◆ ACTION ITEM: Could the listing below be reproduced exactly, minus its pictures?

◆ PROVIDED RECORDS:
= Beginning of Section =
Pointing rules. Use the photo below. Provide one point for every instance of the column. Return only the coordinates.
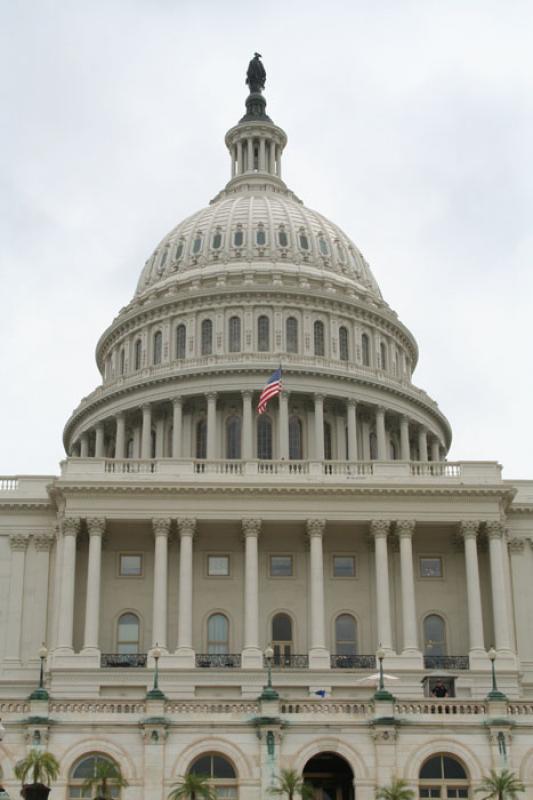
(186, 528)
(96, 530)
(247, 435)
(469, 532)
(159, 620)
(211, 425)
(69, 530)
(351, 415)
(495, 532)
(146, 436)
(251, 655)
(120, 436)
(405, 449)
(283, 424)
(319, 427)
(380, 434)
(379, 528)
(18, 543)
(177, 423)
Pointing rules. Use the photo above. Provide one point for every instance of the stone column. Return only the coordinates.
(495, 532)
(351, 416)
(379, 528)
(247, 435)
(96, 530)
(177, 424)
(159, 608)
(318, 655)
(319, 427)
(380, 434)
(405, 529)
(469, 532)
(405, 450)
(211, 425)
(186, 528)
(146, 437)
(18, 543)
(251, 654)
(69, 529)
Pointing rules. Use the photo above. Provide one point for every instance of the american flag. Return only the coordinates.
(272, 388)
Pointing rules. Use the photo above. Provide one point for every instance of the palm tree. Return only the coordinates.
(398, 790)
(290, 784)
(502, 785)
(193, 787)
(106, 775)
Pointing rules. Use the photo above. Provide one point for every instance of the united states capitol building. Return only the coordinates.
(300, 542)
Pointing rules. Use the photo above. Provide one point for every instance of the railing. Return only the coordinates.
(218, 660)
(353, 662)
(446, 662)
(123, 660)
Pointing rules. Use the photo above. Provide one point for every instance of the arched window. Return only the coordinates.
(181, 340)
(128, 633)
(345, 635)
(295, 438)
(263, 334)
(217, 634)
(233, 437)
(92, 766)
(264, 438)
(234, 335)
(292, 335)
(201, 439)
(365, 349)
(220, 772)
(434, 635)
(207, 337)
(157, 347)
(343, 343)
(443, 776)
(318, 330)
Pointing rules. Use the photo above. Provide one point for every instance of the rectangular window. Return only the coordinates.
(430, 567)
(130, 565)
(218, 566)
(343, 566)
(281, 566)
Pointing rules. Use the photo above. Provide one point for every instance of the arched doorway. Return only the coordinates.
(330, 776)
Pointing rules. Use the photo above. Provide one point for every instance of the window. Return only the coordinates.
(217, 634)
(345, 635)
(318, 330)
(430, 567)
(281, 566)
(264, 438)
(434, 636)
(128, 630)
(207, 337)
(263, 334)
(130, 565)
(218, 566)
(157, 347)
(292, 335)
(343, 566)
(233, 437)
(234, 335)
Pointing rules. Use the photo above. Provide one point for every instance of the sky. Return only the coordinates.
(410, 125)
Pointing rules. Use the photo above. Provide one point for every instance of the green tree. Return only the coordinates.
(42, 766)
(502, 785)
(107, 775)
(290, 784)
(193, 787)
(398, 790)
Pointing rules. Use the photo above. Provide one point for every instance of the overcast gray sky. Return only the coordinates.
(410, 125)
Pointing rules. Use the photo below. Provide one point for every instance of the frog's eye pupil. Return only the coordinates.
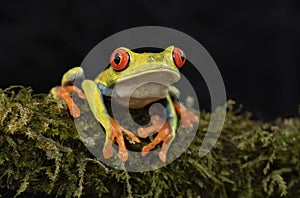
(178, 57)
(119, 59)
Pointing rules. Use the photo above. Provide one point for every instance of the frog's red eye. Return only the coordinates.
(119, 59)
(178, 57)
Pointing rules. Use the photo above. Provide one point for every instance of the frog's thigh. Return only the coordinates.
(96, 103)
(172, 120)
(174, 92)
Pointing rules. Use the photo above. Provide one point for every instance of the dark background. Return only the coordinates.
(254, 43)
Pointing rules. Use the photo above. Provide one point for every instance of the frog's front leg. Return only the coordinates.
(67, 88)
(166, 129)
(114, 131)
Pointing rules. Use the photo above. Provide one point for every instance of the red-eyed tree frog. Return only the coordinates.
(128, 68)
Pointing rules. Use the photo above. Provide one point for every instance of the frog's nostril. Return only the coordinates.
(151, 59)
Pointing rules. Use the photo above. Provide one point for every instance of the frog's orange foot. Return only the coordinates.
(117, 134)
(65, 93)
(156, 124)
(164, 135)
(187, 117)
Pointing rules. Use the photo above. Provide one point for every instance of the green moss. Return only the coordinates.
(41, 154)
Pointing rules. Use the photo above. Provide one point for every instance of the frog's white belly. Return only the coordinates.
(143, 95)
(143, 89)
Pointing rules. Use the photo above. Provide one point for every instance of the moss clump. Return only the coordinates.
(42, 155)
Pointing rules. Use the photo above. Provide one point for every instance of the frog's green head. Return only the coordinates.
(128, 66)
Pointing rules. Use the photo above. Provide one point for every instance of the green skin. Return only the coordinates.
(158, 68)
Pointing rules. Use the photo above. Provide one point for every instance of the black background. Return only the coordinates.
(255, 44)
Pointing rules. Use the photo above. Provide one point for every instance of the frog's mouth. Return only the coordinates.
(146, 85)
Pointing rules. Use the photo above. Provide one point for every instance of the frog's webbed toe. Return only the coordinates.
(164, 134)
(65, 93)
(187, 117)
(117, 134)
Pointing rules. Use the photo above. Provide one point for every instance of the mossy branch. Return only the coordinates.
(41, 154)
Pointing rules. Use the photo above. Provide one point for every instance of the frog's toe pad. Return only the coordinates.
(188, 118)
(123, 155)
(107, 151)
(163, 156)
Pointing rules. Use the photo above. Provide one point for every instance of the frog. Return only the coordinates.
(126, 69)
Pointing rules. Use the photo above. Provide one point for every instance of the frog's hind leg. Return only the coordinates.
(67, 88)
(166, 132)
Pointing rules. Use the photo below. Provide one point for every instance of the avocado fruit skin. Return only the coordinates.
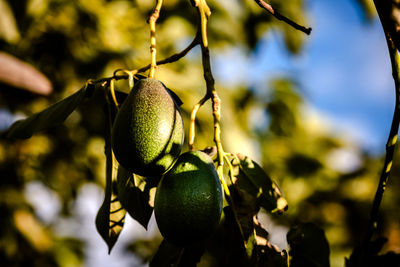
(188, 201)
(148, 133)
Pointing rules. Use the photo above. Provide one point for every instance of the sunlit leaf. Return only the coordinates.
(134, 195)
(309, 246)
(253, 179)
(20, 74)
(48, 118)
(8, 26)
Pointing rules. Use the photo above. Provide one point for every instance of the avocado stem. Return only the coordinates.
(153, 51)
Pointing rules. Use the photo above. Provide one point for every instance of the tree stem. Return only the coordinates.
(392, 139)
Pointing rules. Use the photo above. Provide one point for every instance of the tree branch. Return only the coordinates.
(279, 16)
(392, 139)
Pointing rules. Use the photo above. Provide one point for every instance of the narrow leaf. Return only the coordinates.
(111, 215)
(48, 118)
(134, 195)
(20, 74)
(253, 179)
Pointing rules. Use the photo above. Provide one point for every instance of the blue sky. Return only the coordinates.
= End of Section =
◆ WRITTEN SOLUTION:
Pointing rules. Use the photo below. Provide one point for every instance of the column. Return only the coordinates.
(186, 528)
(96, 530)
(247, 435)
(469, 532)
(159, 620)
(211, 425)
(69, 530)
(351, 415)
(495, 532)
(146, 436)
(251, 655)
(120, 436)
(405, 449)
(283, 424)
(319, 427)
(380, 434)
(379, 528)
(18, 543)
(177, 423)
Pointing rules. Use the photo above. Provide one point for every instance of the stone column. Return only the coordinates.
(495, 532)
(351, 416)
(379, 528)
(247, 435)
(96, 530)
(177, 424)
(159, 608)
(318, 655)
(319, 427)
(380, 434)
(405, 529)
(469, 532)
(405, 450)
(211, 425)
(186, 528)
(146, 437)
(18, 543)
(251, 654)
(69, 529)
Pointing rules. Use the photo above. Provide one point for every instance of the american flag. Return only the coordinates.
(272, 388)
Pointing rules. Use the photo above. Provide one point for every instance of the palm tree. Return only the coordinates.
(398, 790)
(290, 784)
(502, 785)
(193, 787)
(106, 775)
Pointing rules. Use the photo above. Provide one point for every instance of the united states capitol building. Return only the coordinates.
(300, 542)
Pointing rules. Use the photo above. Provide one point for every instance of the railing. Return only the coordinates.
(218, 660)
(353, 662)
(446, 662)
(123, 660)
Pointing rules. Use the photo above. Provide one point for every instance of the arched window. Return only the coordinates.
(181, 340)
(128, 633)
(345, 635)
(295, 438)
(263, 334)
(217, 634)
(233, 437)
(92, 766)
(264, 438)
(234, 335)
(292, 335)
(201, 439)
(365, 349)
(220, 772)
(434, 635)
(207, 337)
(157, 347)
(343, 343)
(443, 776)
(318, 330)
Pointing rules. Use the photo above. Provide one point for every instance of the rectangular window. Return only the coordinates.
(430, 567)
(130, 565)
(218, 566)
(343, 566)
(281, 566)
Pointing rules. Use the photo above. Provide one point for every instance of the arched doorway. Return only the coordinates.
(330, 776)
Pointing rules. Use the photo above. Provide one point for every instance of the window. Return only the coordinates.
(217, 634)
(345, 635)
(318, 330)
(430, 567)
(281, 566)
(264, 438)
(434, 636)
(128, 630)
(207, 337)
(263, 334)
(130, 565)
(218, 566)
(157, 347)
(292, 335)
(343, 566)
(233, 437)
(234, 335)
Pointing rules. Use the photo above. Provide one point for every instance of the sky. Return only the coordinates.
(410, 125)
Pointing rules. Use the photo above. Provide one point for every instance of the green tree. Return only the coordinates.
(42, 766)
(502, 785)
(107, 775)
(290, 784)
(193, 787)
(398, 790)
Pointing rules. Use the photo above. Provide one point for every instance of the overcast gray sky. Return only the coordinates.
(410, 125)
Pointing rules. Use the photo below. Provide one point for every instance of the frog's eye pupil. Return only the coordinates.
(178, 57)
(119, 59)
Pointing rules. Use the photo above. Provide one point for every instance of the frog's red eye. Return only the coordinates.
(119, 59)
(178, 57)
Pointing rules. Use the photo above. Provide one point for every instance of the frog's thigh. Return only the coordinates.
(96, 103)
(172, 120)
(174, 92)
Pointing rules. Use the photo above. Provide one point for every instance of the dark background. Return only the coordinates.
(254, 43)
Pointing rules. Use the photo above. Provide one point for every instance of the frog's front leg. Return only the coordinates.
(67, 88)
(166, 129)
(114, 131)
Pointing rules. Use the photo above. Provide one point for every instance of the red-eyed tree frog. Return only the coordinates.
(128, 68)
Pointing rules. Use the photo above. Provide one point for every instance of the frog's nostril. Return only the coordinates.
(151, 59)
Pointing rules. Use the photo above. Provide one point for every instance of the frog's orange foot. Return only the coordinates.
(117, 134)
(65, 93)
(156, 124)
(164, 135)
(187, 117)
Pointing rules. Use the photo above. Provide one point for every instance of the green moss. Return only the coordinates.
(41, 154)
Pointing rules. Use the photo above. Provide one point for every instance of the frog's white belly. Return only the coordinates.
(143, 95)
(143, 89)
Pointing rules. Use the photo above. Provide one point for every instance of the moss clump. Return only the coordinates.
(42, 155)
Pointing rules. Use the photo above. Provide one point for every instance of the frog's green head. Return only the coordinates.
(128, 66)
Pointing rules. Use the photo above. Provide one point for every instance of the green skin. Return only the coordinates.
(158, 68)
Pointing rules. Use the photo above. Provide one point for every instance of the black background. Return only the coordinates.
(255, 44)
Pointing rules. Use the photo above. Provide one point for every instance of the frog's mouth. Return only the coordinates.
(146, 85)
Pointing rules. Use the photo above. Provide one point for every instance of the frog's webbed toe. Return only the coordinates.
(164, 134)
(65, 93)
(187, 117)
(117, 134)
Pointing rules. Use the photo above. Provide one point for every instance of the mossy branch. Return only the coordinates.
(41, 154)
Pointing rules. Use the photo above. Provide one point for every instance of the frog's toe pad. Return only the coordinates.
(188, 118)
(123, 155)
(107, 151)
(163, 156)
Pointing rules. Use the photo above. Provide one point for every instance of the frog. Return only the coordinates.
(126, 69)
Pointing rules. Use the photo above. Provide one point for every instance of the frog's hind leg. Return only the coordinates.
(67, 88)
(166, 132)
Pointing rules. Use the photo below. Provide one point for every instance of the avocado fruit skin. Return only the coordinates.
(188, 201)
(148, 133)
Pointing rules. Use the photo above. Provide one point for every instance of the sunlit leaf. Return only the coordinates.
(134, 195)
(309, 246)
(253, 179)
(20, 74)
(48, 118)
(8, 26)
Pointing rules. Use the photo above. Provide one point for every instance of the avocado stem. Return only the coordinates.
(153, 51)
Pointing rules. Use the photo above. Provide one point for every instance of the tree stem. Return only the coordinates.
(392, 139)
Pointing rules. Use the photo above. Provide one point for every instance of the tree branch. Return only the coordinates.
(279, 16)
(392, 139)
Pointing rules. Use the photo above. Provide one point for every instance of the narrow leaf. Return only the coordinates.
(111, 215)
(48, 118)
(134, 195)
(20, 74)
(253, 179)
Pointing rules. Use the photo above. Provide one point for every instance of the blue sky. Return only the coordinates.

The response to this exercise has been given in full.